# EXCERPTED TEXT
══════════

Rainbow flags, acknowledgement of June as Pride Month, adding pronouns to your email signatures. These have all been symbols to denote that organizations observe (or at least want you to think they observe) the legitimacy of queer identities. Organizations, especially those that are community facing, appear to work very hard to signal a welcoming culture to clients and customers. Your organization may sponsor the local Pride gala, or have a LGBTQ+ internal affinity group, or maybe host a “LGBTQ+ 101” workshop as professional development to ensure everyone is open to new perspectives, on the surface fostering an inclusive culture. Often, I write about topics from the standpoint of a professional of color, but today on National Coming Out Day, on this post I am leaning into my intersectional Black queer identity when I say, WE see right through all the surface level efforts. Yes – your donations, special interest funds, affinity groups, and pronoun signatures cannot mask the underlying culture of intolerance your organization has.




Don’t believe me? You should.


Over the past few years as DEI policies and education standards have been stripped away, so too have been rights and policies protecting LGBTQ+ individuals in the workplace. It is not uncommon for a Queer professional to experience microaggressions from “inclusive” organizations or to experience a latent form of gaslighting that has the employee wondering “am I crazy”, “did I make this up?” “Is this really happening?” or my personal favorite “be f’in for real” *rolls eyes*. Even when an organization is committed to diversity, equity, and inclusion in policy and behavior, Queer professionals are not safe from moments when colleagues feel threatened by these same initiatives and launch dangerous assaults (verbally, physically, and ideologically) in a place that presents as safe.


Not too long ago I recall a situation in my professional career where there was a workshop devoted to understanding pronouns to roll out a new initiative of all employees including them in their email signatures. About an hour after the workshop, there was a very aggressive complaint from a mid-level employee regarding that he “didn’t believe in pronouns” and that he was “refusing” to include them in his signature. After an intense word battle with his supervisor, he came back the next morning and launched a homophobic tirade on senior leadership and announced his resignation. Before you ask – yes, yes, he was who you’re picturing (a caricature of Ned Flanders from the Simpsons if you will) but despite a good thing that this organization was attempting to accomplish, the hurt feelings, fear, and defiance of this employee directly harmed leaders and colleagues.

══════════

# CHALLENGE 1
In the post on queer identity at work, on which day does the writer say this post is written?
# CHALLENGE 2
Reproduce verbatim the passage of the post on queer identity at work from "Don’t believe me?" up to and including "presents as safe.".

══════════

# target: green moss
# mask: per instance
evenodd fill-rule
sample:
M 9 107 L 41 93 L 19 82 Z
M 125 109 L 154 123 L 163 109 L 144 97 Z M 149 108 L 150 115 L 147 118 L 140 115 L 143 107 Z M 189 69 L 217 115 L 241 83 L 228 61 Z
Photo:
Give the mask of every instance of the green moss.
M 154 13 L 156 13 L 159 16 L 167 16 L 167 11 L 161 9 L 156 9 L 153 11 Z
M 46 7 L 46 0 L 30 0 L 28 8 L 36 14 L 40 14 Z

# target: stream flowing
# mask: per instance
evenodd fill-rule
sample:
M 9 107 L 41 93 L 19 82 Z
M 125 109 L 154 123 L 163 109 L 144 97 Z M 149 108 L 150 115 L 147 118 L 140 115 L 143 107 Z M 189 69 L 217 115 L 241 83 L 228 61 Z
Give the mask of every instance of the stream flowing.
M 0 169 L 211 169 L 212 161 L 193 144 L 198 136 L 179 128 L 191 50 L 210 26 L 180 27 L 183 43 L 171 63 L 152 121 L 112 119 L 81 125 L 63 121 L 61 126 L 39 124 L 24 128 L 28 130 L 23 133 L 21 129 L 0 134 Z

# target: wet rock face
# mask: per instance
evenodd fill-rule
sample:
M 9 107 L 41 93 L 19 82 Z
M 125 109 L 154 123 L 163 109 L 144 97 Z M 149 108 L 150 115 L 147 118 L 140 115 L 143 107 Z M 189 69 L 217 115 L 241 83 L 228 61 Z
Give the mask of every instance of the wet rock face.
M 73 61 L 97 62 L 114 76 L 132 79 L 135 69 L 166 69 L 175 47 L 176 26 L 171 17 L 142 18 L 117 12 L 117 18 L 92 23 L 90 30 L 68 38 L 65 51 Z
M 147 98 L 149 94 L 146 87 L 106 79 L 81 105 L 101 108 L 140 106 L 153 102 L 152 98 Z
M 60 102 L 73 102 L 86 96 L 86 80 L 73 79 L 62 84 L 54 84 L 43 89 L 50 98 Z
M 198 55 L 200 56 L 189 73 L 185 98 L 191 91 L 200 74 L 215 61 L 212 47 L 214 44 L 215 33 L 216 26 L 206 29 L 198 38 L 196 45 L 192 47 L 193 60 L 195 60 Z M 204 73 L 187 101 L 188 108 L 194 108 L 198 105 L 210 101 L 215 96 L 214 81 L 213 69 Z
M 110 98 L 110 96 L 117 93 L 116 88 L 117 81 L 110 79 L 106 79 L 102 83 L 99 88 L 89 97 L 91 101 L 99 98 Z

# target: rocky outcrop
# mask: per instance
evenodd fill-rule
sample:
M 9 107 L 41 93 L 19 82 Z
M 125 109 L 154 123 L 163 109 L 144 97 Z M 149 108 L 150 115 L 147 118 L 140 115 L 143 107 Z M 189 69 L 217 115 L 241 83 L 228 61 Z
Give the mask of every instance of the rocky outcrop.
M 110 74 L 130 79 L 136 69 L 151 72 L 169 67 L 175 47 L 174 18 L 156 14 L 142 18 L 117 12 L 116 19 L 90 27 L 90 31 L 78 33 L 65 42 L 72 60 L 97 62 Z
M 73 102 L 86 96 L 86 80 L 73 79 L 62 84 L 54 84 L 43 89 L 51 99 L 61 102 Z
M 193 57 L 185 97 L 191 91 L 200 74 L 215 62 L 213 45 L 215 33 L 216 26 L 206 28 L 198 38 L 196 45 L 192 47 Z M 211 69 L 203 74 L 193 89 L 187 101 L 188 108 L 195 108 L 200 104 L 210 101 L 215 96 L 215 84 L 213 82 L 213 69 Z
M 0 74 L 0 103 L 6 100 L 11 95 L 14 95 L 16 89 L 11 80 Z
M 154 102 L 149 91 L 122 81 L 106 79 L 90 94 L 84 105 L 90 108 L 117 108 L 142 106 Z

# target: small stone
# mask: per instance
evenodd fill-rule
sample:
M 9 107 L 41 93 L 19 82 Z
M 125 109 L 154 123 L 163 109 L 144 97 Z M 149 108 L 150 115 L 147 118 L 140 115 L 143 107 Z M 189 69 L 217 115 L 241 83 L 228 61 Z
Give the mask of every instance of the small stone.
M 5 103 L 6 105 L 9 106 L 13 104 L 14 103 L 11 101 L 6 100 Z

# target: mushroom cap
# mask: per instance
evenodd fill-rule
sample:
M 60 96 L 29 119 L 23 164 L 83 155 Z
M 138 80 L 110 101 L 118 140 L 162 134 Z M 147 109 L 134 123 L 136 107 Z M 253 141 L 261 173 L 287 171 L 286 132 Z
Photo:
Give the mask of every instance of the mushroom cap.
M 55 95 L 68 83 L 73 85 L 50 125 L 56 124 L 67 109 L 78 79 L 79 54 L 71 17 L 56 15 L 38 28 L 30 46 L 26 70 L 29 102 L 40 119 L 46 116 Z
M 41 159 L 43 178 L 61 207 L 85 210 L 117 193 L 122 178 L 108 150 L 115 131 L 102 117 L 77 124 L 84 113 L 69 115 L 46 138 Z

══════════

# FULL OUTPUT 1
National Coming Out Day.

# FULL OUTPUT 2
Don’t believe me? You should.


Over the past few years as DEI policies and education standards have been stripped away, so too have been rights and policies protecting LGBTQ+ individuals in the workplace. It is not uncommon for a Queer professional to experience microaggressions from “inclusive” organizations or to experience a latent form of gaslighting that has the employee wondering “am I crazy”, “did I make this up?” “Is this really happening?” or my personal favorite “be f’in for real” *rolls eyes*. Even when an organization is committed to diversity, equity, and inclusion in policy and behavior, Queer professionals are not safe from moments when colleagues feel threatened by these same initiatives and launch dangerous assaults (verbally, physically, and ideologically) in a place that presents as safe.